-------- PASSAGE GIVEN --------

Setting the standard – The Rent Standard one year on

Andy Chapman

Senior Consultant

The social housing sector has now had just over a year to adjust to the new reality of rising rents, following half a decade of declining income from their property portfolios. But with that new reality has come new challenges for registered providers.

Compliance with the rigorous requirements of the new Rent Standard, which came into force in April 2020, is the most obvious of these challenges. The risks are clear: being declared non-compliant and the unwelcome arrival of a regulatory notice from the Regulator of Social Housing.

But how can providers avoid this risk when setting rent levels for properties or rent increases in line with the new standard?

DTP has been working with a number of providers over the last 12 months to ensure their rent policies and procedures are watertight.

And while there’s plenty of good work going on, we have noticed a number of common issues facing many providers. The good news is: these can be addressed if the right approach is put in place.

This starts with ensuring you have a clear documented set of strategic principles for meeting the requirements of the Rent Standard. The rent policy is the foundation on which everything else is built and has to be agreed at board level. Getting this right is where we always start when working with a provider to ensure compliance.

With this in place, what else is required? I’d start with five key areas of focus …

  1. Ensure your staff have the required skills and knowledge around rent setting. Sadly this has often been neglected and has been seen as a low priority.

-------- INFORMATION SHOWN --------

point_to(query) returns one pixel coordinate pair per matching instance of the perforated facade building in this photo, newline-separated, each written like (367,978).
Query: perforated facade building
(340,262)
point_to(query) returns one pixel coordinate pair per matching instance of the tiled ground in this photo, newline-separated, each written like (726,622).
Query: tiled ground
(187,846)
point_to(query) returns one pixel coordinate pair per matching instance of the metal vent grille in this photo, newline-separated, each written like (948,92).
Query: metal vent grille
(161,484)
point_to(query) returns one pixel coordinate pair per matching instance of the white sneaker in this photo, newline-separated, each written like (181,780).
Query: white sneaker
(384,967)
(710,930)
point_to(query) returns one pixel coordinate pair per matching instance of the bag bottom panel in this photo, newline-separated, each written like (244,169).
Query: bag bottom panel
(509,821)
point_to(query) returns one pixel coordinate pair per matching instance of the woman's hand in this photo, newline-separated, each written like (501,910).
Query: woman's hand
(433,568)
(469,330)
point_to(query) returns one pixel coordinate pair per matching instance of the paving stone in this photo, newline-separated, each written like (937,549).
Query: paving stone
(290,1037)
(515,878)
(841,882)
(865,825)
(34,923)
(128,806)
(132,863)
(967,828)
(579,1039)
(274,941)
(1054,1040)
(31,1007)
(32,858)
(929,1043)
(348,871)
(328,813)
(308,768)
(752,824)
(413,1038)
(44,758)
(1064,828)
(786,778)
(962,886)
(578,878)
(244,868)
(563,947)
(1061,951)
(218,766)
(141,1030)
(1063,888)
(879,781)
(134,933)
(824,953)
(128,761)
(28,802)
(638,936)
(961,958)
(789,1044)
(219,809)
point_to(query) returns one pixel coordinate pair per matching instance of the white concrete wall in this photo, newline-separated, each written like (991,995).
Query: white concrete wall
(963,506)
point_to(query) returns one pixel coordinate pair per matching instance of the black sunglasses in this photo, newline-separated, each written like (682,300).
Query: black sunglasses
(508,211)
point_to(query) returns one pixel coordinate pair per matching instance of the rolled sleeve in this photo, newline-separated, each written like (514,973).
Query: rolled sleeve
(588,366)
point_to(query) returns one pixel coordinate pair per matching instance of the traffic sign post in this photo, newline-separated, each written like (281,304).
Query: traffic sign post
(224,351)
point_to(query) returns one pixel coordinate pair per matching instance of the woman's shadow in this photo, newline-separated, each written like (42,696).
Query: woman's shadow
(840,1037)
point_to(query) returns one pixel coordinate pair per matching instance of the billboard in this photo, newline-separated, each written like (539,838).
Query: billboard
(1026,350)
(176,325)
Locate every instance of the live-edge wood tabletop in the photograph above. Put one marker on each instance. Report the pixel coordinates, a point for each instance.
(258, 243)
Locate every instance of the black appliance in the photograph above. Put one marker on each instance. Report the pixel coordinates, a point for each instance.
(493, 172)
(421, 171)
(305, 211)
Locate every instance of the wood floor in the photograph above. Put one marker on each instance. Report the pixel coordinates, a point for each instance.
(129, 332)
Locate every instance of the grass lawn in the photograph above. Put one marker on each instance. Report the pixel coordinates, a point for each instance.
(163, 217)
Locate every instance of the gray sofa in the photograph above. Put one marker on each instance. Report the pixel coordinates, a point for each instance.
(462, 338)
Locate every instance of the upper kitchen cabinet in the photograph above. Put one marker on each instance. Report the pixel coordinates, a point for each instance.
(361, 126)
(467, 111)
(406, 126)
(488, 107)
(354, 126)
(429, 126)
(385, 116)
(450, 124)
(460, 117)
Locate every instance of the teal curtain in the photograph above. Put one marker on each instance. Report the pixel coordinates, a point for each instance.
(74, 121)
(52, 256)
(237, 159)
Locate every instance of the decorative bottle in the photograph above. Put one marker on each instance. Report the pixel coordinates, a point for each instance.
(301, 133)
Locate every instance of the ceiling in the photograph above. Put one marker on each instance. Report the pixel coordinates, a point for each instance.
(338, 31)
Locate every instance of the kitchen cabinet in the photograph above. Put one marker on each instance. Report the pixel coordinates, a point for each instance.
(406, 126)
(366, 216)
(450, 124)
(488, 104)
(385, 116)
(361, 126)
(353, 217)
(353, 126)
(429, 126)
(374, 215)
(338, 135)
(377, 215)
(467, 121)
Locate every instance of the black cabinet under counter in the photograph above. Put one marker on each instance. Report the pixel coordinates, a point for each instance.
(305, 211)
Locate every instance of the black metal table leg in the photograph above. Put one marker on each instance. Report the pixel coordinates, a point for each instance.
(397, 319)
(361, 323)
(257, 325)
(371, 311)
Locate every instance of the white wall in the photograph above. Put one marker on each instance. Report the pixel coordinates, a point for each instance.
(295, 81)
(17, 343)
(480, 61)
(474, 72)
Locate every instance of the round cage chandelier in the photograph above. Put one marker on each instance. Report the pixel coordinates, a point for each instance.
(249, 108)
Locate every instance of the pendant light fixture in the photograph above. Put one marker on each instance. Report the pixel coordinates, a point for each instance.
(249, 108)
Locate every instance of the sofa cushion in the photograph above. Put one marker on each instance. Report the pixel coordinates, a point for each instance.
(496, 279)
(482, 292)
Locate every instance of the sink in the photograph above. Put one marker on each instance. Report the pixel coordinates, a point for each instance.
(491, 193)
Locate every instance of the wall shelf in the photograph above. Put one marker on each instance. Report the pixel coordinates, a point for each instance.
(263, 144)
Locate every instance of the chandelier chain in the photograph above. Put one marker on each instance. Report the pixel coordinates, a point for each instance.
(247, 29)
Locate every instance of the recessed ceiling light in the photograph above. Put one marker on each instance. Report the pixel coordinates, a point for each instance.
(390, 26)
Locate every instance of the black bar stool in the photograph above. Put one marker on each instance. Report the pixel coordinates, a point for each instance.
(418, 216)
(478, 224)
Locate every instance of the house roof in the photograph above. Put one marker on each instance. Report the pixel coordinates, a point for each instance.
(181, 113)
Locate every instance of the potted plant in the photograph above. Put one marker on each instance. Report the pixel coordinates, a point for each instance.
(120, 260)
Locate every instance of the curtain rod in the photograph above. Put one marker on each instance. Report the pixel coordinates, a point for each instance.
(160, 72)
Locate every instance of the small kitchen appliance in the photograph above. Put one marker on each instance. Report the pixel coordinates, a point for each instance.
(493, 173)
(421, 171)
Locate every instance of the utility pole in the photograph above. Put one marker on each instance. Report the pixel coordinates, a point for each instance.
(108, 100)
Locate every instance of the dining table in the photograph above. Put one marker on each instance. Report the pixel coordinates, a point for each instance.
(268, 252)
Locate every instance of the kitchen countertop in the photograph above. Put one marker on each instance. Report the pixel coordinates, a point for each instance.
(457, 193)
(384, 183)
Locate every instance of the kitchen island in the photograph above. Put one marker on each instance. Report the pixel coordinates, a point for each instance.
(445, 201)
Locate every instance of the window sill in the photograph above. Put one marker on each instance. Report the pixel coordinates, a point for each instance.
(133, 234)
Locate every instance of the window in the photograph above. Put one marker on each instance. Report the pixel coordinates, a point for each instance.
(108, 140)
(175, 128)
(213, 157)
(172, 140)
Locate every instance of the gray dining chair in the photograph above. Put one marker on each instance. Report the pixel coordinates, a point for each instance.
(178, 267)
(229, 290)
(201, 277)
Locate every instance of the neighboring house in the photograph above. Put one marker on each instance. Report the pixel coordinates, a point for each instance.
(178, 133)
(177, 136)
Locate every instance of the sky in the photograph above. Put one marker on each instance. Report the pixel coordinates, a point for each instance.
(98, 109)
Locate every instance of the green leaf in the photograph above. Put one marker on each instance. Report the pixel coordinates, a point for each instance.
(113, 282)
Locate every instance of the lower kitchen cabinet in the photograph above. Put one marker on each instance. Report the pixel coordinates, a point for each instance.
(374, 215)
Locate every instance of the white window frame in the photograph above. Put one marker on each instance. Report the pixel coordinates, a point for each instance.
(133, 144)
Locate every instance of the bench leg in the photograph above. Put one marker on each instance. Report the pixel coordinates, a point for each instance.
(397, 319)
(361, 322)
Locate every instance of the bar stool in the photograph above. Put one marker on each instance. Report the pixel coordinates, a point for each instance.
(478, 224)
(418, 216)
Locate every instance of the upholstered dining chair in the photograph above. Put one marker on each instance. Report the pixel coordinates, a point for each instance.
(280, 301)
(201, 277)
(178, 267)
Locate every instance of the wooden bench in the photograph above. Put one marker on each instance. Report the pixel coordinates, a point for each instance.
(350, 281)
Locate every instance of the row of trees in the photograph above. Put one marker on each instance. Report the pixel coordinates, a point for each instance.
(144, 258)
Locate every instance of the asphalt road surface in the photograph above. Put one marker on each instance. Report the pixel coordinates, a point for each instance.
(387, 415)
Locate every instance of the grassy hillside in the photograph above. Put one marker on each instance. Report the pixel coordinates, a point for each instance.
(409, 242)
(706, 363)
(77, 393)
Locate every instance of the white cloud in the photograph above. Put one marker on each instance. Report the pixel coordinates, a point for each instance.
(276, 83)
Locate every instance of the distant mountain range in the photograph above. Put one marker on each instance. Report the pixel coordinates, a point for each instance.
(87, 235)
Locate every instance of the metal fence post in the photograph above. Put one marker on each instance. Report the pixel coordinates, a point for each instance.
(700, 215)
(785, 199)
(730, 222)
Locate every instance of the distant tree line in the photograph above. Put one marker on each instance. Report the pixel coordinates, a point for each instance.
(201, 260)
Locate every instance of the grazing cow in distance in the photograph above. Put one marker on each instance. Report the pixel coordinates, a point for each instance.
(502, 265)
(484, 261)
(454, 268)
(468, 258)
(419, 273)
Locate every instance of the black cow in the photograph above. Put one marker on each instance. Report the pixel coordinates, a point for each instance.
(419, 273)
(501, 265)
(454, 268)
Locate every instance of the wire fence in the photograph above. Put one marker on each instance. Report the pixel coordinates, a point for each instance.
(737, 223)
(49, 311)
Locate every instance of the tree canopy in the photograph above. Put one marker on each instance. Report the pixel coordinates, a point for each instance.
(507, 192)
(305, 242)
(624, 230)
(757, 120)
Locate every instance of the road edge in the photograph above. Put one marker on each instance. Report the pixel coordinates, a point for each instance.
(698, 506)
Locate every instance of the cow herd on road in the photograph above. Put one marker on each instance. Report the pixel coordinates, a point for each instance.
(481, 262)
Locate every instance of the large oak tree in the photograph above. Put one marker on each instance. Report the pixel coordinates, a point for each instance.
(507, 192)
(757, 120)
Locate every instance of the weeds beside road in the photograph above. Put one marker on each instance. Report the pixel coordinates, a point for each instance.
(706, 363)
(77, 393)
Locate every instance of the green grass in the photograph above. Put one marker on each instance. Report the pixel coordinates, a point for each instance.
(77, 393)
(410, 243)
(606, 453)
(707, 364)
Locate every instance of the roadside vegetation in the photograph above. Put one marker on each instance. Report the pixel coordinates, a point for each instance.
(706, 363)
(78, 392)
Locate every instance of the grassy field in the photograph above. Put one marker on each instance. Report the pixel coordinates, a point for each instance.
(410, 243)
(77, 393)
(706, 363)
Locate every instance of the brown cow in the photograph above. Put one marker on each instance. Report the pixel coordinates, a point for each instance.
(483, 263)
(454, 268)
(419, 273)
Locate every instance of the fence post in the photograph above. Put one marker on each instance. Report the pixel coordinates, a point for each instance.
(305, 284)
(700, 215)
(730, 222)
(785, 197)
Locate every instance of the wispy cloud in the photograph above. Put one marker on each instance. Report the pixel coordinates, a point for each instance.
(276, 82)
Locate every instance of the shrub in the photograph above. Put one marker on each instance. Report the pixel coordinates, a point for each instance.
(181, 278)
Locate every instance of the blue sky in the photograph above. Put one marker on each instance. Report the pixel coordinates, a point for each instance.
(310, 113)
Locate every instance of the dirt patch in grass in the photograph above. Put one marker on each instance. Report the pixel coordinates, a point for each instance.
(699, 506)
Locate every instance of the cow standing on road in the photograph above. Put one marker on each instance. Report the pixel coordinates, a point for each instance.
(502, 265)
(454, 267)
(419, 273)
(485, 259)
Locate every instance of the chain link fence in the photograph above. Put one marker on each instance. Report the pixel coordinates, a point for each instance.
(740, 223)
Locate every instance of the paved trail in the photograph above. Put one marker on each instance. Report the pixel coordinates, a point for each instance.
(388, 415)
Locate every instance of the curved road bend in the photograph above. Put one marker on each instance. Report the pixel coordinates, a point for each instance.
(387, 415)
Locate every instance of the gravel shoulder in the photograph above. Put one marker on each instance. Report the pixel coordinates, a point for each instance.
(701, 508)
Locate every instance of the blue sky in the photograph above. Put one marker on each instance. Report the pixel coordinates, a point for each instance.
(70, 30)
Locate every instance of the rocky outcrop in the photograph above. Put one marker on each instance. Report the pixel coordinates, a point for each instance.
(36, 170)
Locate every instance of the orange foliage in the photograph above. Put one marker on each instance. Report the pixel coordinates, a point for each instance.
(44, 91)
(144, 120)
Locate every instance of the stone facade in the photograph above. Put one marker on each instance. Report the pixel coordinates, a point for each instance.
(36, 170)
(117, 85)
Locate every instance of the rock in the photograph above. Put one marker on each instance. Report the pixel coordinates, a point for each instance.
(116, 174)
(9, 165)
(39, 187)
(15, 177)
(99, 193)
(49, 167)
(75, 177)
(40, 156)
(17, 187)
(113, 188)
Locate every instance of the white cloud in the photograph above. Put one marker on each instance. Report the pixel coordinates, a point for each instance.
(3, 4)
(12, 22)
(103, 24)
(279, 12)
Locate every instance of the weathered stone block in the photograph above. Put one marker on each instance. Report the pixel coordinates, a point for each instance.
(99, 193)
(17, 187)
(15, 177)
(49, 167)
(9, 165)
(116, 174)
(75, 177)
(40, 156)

--------

STATED PROBLEM:
Please explain, in one to three sentences, why the Rent Standard article treats the rent policy as the starting point for ensuring compliance.

EXERCISE OUTPUT:
The rent policy is the foundation on which everything else is built, and it has to be agreed at board level. For that reason, getting a clear documented set of strategic principles for meeting the Rent Standard right is where work with a provider always begins.